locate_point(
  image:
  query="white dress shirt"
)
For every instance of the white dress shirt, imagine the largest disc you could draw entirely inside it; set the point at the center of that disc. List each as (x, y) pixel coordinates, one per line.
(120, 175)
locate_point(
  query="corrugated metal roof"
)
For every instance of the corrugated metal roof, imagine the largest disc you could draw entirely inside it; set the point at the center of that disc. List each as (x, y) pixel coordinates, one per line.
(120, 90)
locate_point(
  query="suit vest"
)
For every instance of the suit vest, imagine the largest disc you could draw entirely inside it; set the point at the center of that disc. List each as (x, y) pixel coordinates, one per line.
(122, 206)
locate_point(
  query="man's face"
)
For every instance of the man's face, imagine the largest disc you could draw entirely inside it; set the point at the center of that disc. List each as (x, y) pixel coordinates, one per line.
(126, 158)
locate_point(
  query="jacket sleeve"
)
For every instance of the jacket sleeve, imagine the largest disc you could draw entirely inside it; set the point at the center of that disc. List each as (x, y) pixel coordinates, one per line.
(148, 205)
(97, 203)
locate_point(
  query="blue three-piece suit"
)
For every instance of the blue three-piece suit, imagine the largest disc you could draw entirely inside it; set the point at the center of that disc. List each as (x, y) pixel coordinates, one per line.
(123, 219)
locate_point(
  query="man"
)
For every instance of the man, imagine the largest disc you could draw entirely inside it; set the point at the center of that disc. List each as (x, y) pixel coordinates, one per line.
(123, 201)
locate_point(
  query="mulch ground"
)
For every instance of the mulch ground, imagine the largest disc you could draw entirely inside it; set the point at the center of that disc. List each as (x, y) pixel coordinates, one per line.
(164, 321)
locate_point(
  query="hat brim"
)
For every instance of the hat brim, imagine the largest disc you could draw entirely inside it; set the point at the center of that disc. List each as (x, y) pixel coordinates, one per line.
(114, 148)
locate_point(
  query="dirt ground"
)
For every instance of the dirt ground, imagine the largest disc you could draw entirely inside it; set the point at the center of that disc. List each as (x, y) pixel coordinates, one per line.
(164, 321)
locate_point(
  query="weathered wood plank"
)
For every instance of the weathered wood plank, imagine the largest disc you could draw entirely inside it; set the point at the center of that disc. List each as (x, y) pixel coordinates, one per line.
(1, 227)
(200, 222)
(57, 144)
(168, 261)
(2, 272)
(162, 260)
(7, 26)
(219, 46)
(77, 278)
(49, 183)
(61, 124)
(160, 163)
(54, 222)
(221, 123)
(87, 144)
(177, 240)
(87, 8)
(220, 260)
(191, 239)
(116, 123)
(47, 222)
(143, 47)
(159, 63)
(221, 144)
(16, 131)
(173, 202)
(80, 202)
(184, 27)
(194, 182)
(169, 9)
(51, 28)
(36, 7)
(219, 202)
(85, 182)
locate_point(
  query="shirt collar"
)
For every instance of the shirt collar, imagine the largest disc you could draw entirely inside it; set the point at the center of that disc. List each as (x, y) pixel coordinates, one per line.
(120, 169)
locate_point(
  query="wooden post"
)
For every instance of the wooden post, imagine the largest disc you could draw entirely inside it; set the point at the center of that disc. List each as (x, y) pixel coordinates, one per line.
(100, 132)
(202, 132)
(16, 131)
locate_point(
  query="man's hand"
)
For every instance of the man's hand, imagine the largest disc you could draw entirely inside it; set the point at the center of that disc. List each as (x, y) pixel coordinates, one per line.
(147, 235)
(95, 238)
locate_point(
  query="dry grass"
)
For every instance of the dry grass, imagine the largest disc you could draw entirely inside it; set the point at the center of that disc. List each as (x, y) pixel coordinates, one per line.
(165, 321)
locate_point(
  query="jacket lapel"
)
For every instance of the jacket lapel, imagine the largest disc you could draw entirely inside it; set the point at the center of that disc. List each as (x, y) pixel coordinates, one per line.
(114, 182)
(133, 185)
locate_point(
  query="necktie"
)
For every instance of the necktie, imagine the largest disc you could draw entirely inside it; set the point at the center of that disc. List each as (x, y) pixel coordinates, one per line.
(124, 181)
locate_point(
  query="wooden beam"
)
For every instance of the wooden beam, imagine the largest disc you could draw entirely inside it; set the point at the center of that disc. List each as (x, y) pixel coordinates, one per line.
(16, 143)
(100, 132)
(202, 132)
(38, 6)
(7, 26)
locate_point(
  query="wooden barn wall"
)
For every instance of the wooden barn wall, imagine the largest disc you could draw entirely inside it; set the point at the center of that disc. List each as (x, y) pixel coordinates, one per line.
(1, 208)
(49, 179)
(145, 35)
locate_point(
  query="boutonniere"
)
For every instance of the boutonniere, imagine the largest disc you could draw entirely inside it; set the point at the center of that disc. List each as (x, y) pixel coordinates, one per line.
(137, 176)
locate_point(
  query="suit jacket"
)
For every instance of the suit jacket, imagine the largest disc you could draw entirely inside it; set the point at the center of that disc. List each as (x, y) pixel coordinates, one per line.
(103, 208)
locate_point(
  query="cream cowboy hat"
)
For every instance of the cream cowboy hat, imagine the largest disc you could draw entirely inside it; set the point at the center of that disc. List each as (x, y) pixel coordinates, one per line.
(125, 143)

## Required task
Return every record, word for word.

## Written solution
locate_point(
  image:
  query="white dress shirt"
)
For every instance of the white dress shirt, imagine the largest disc you could draw entirely inside it; set the point at the center of that disc. List each as (x, y) pixel coordinates, one per line.
(120, 175)
locate_point(
  query="corrugated metal roof"
)
For every instance of the corrugated metal roof, imagine the largest disc you could draw entirely inside it; set the point at the center of that disc. List each as (x, y) pixel coordinates, one per line.
(120, 90)
locate_point(
  query="suit vest"
)
For every instance of the suit vest, imagine the largest disc you could draw entirely inside it; set the point at the center of that disc. List each as (x, y) pixel coordinates, one per line.
(122, 206)
locate_point(
  query="man's face"
)
For every instance of the man's face, imagine the largest disc you could draw entirely inside it; set the point at the center of that disc. List each as (x, y) pixel coordinates, one per line.
(126, 158)
locate_point(
  query="jacket sleeve"
)
For every instance of the jacket sleeve, imagine the largest disc you could draw entirely inside it; set the point at the center of that disc. List each as (x, y) pixel coordinates, one per line.
(148, 205)
(97, 203)
locate_point(
  query="blue three-piece suit"
)
For every instance of the blue three-piece suit, imagine the largest disc you could draw entirely inside it; set the point at the center of that disc. List each as (x, y) pixel coordinates, one per line.
(123, 219)
locate_point(
  query="man"
)
For every instance of the man, imagine the largest disc you could draw entirely inside it; set the point at the center of that disc. List each as (x, y) pixel coordinates, one per line.
(123, 201)
locate_point(
  query="mulch ground"
)
For every instance of the mulch ground, imagine the largest disc you could draw entirely inside it; set the point at the center of that disc. List each as (x, y) pixel coordinates, one per line.
(164, 321)
locate_point(
  query="hat brim"
)
For every instance of the hat brim, imagine the largest disc you could draw entirely inside it; set the point at the center of that disc. List each as (x, y) pixel coordinates, one per line.
(114, 148)
locate_point(
  query="dirt ground"
)
For every instance of the dirt ground, imagine the largest disc you could draw entirely inside it; set the point at the center of that disc. List each as (x, y) pixel coordinates, one per line.
(164, 321)
locate_point(
  query="weathered wood plank"
)
For every instance of the weathered wood plank, imagine the largest disc you could draw entirely inside it; set the point at the center of that disc. List each as (x, y) pixel coordinates, one per line.
(1, 227)
(200, 222)
(57, 144)
(168, 261)
(2, 272)
(162, 260)
(7, 26)
(219, 46)
(77, 278)
(49, 183)
(61, 124)
(160, 163)
(54, 222)
(221, 123)
(87, 144)
(177, 240)
(87, 8)
(220, 260)
(191, 239)
(116, 123)
(47, 222)
(143, 47)
(159, 63)
(221, 144)
(16, 131)
(173, 202)
(80, 202)
(184, 27)
(194, 182)
(169, 9)
(51, 28)
(36, 7)
(219, 202)
(85, 182)
locate_point(
  query="shirt collar"
)
For every instance of the shirt collar, imagine the largest disc you could draw entirely inside it; set the point at the center of that disc. List each as (x, y) pixel coordinates, one per line.
(120, 169)
locate_point(
  query="wooden post"
)
For every instance of the wooden post, imagine the largest disc you could draw entirely inside it; set the point at the center of that disc. List each as (x, y) pixel coordinates, one per line.
(100, 132)
(202, 132)
(16, 131)
locate_point(
  query="man's hand"
)
For every instance of the man's hand, imagine the largest disc you could draw entirely inside it; set the point at the center of that disc. List each as (x, y) pixel coordinates, one per line.
(147, 235)
(95, 238)
locate_point(
  query="dry grass"
)
For every instance of the dry grass, imagine the largest disc you could draw entirely inside it; set the point at the center of that disc. List each as (x, y) pixel coordinates, one per line.
(165, 321)
locate_point(
  query="jacket lapel"
)
For every instance of the jacket lapel, imagine the largest disc you could draw entirely inside it; set the point at the center of that disc. List each as (x, y) pixel coordinates, one per line.
(114, 182)
(133, 185)
locate_point(
  query="necktie"
)
For every instance of the necktie, imagine the largest disc you could draw entirely inside it; set the point at the center of that disc. List each as (x, y) pixel coordinates, one per line.
(124, 181)
locate_point(
  query="wooden beam"
)
For every instance of the wooden beam, imagine the largest disc you could draw entirely inside it; set the point at the center of that disc. List each as (x, y) pixel coordinates, one per line.
(16, 143)
(100, 132)
(202, 132)
(38, 6)
(7, 26)
locate_point(
  query="wooden barn wall"
)
For every instance of the wooden barn wall, imagine the largest disc you could draw entirely inside it; set the point at the center of that disc. List each as (x, y) pixel coordinates, one per line.
(1, 208)
(49, 179)
(145, 35)
locate_point(
  query="boutonniere"
)
For every instance of the boutonniere, imagine the largest disc you could draw entirely inside it; set the point at the center of that disc. List each as (x, y) pixel coordinates, one per line.
(137, 176)
locate_point(
  query="suit jacket"
)
For every instance of the suit jacket, imagine the largest disc you could draw entirely inside it; set the point at the center of that disc. List each as (x, y) pixel coordinates, one per line.
(103, 208)
locate_point(
  query="cream cowboy hat"
)
For every instance of the cream cowboy hat, imagine the largest disc you could draw entirely inside it; set the point at the center of that disc. List each as (x, y) pixel coordinates, one per line.
(125, 143)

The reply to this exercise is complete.